----- Brano da leggere
Perché parlare di “migranti economici” non ha senso
Quanti sono i migranti economici che arrivano sulle coste siciliane? Secondo Gentiloni, l’85%. È una percentuale che è piaciuta a tutti, da Minniti a Salvini. La realtà, però, è in disaccordo.
Quanti sono i migranti economici che arrivano sulle coste siciliane? Secondo Gentiloni, l’85%. È una percentuale che è piaciuta a tutti, da Minniti a Salvini. La realtà, però, è in disaccordo.
Dall’infelice intervento di Macron — che poi non si è fermato — fino alla boutade di Gentiloni al G20 lo scorso 8 luglio —
«Siamo tutti consapevoli della differenza giuridica tra rifugiati e migranti economici. Ma questi sono oltre l’85% degli arrivi e quindi gestire e contenere i flussi è e sarà sempre più una sfida europea e globale.»
----------
----- Dati raccolti
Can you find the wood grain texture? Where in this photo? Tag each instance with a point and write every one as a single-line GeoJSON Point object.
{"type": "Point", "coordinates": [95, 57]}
----------
Elenchi tutte le persone che il brano sui migranti economici nomina per cognome, nell'ordine in cui compaiono.

Gentiloni, Minniti, Salvini, Macron